Repeat the lines below exactly as written, please, from the line with "# point at: oven door handle" to the line with "# point at: oven door (one per instance)", both lines included, and no others.

■ **Input material**:
★ ★ ★ ★ ★

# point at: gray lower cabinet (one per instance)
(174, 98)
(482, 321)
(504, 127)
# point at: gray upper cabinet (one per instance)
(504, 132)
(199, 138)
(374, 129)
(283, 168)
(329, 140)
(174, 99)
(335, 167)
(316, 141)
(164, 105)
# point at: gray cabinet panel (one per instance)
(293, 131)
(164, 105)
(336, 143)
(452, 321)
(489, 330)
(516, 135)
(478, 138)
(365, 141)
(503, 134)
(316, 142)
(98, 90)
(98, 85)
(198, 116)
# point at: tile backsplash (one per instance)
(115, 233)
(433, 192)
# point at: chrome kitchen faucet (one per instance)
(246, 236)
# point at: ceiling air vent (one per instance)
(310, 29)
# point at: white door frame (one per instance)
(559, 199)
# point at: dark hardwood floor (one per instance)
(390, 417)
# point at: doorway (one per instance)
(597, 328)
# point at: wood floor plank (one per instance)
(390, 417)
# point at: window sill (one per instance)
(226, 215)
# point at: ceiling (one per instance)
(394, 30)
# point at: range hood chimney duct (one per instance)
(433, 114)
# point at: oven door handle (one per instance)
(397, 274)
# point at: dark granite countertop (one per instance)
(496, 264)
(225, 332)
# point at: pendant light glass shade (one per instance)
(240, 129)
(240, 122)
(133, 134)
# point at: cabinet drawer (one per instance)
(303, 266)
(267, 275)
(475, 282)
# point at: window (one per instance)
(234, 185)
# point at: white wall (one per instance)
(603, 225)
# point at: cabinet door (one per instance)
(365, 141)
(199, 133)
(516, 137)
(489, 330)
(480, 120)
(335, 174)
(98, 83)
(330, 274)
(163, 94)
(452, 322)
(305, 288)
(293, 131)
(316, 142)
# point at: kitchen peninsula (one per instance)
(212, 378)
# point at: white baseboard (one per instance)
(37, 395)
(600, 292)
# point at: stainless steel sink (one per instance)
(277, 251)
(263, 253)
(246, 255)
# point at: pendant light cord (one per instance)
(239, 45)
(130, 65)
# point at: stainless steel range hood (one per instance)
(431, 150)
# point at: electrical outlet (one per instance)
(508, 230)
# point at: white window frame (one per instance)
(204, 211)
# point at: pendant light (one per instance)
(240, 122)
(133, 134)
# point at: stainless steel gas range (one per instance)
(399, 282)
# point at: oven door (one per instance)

★ ★ ★ ★ ★

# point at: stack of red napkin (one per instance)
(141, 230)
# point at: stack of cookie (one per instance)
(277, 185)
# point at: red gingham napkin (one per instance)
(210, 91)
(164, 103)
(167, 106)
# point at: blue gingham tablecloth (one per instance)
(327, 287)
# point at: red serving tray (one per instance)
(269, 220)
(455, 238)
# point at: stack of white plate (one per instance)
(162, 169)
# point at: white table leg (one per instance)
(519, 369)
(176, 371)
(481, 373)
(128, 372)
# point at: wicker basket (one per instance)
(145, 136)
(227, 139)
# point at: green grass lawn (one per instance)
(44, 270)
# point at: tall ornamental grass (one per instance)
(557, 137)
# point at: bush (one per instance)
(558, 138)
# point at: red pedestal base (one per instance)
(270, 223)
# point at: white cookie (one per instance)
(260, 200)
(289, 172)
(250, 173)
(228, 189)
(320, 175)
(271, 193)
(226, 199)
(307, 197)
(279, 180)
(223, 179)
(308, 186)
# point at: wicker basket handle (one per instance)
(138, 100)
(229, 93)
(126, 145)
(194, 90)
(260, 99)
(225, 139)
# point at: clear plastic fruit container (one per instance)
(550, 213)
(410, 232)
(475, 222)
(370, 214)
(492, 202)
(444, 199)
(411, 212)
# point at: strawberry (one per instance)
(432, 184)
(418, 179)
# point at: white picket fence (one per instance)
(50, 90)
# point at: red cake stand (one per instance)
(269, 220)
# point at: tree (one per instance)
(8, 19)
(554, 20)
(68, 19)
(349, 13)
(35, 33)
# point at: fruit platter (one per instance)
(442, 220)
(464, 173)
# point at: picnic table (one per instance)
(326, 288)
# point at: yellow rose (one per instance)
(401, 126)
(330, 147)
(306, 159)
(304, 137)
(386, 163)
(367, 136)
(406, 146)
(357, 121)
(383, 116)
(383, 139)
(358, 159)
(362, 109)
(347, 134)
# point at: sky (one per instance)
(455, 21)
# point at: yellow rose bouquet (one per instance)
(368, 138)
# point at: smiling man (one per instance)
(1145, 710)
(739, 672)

★ ★ ★ ★ ★

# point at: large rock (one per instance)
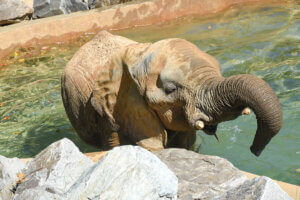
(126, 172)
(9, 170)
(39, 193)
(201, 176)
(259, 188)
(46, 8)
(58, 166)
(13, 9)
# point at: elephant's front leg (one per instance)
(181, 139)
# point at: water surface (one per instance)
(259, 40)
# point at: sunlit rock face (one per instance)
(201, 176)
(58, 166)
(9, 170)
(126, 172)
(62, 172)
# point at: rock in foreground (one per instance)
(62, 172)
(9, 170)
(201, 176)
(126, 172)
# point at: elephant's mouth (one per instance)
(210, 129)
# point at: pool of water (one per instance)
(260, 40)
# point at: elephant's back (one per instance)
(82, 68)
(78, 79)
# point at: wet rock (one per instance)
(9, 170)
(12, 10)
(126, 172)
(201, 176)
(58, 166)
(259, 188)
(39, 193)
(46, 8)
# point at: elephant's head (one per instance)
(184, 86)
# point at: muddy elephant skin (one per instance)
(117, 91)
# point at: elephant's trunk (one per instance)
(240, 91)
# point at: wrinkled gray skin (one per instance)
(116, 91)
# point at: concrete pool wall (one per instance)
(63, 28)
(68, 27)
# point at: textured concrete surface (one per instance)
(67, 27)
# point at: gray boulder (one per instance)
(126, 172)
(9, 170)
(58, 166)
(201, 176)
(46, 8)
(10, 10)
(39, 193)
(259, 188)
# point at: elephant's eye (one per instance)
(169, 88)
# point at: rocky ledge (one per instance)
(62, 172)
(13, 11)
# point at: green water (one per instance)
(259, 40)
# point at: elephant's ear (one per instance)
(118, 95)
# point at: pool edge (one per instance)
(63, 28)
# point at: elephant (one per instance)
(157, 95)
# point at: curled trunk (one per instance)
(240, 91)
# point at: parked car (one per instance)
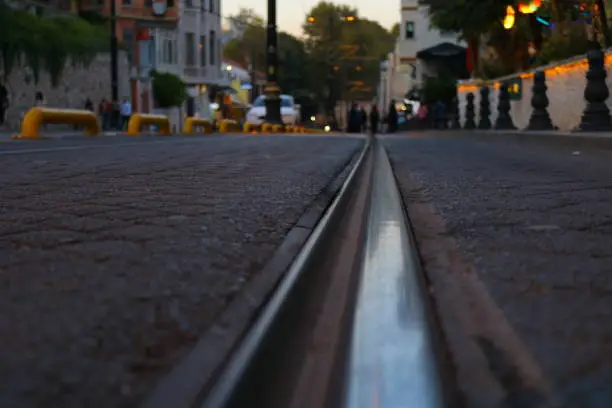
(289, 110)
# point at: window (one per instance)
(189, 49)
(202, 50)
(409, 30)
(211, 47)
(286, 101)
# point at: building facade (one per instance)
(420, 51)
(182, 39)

★ ★ ★ ★ ★

■ **Solution to this exercise**:
# point at: oven door handle (one per instance)
(397, 274)
# point at: dark granite countertop (one per instance)
(496, 264)
(225, 332)
# point at: pendant light glass shade (one per instance)
(240, 129)
(240, 122)
(133, 134)
# point at: cabinet drawer (one per instance)
(303, 266)
(267, 275)
(475, 282)
# point at: window (one per instance)
(234, 185)
# point at: white wall (one per instance)
(603, 225)
# point at: cabinet door (one per instance)
(365, 141)
(199, 133)
(516, 137)
(489, 330)
(480, 120)
(335, 174)
(98, 83)
(330, 274)
(163, 94)
(452, 322)
(305, 288)
(293, 131)
(316, 142)
# point at: kitchen peninsula (one per instance)
(212, 378)
# point at: white baseboard (one per instance)
(37, 395)
(600, 292)
# point at: stainless steel sink (one per instance)
(277, 251)
(263, 253)
(246, 255)
# point at: pendant light cord (one per instance)
(239, 45)
(130, 65)
# point at: stainless steel range hood (one per instance)
(431, 150)
# point at: electrical outlet (one per instance)
(508, 230)
# point at: white window frame (one per instance)
(204, 211)
# point at: pendant light (one per instance)
(240, 122)
(133, 134)
# point at: stainless steel gas range (one per instance)
(399, 282)
# point at: oven door (one per instance)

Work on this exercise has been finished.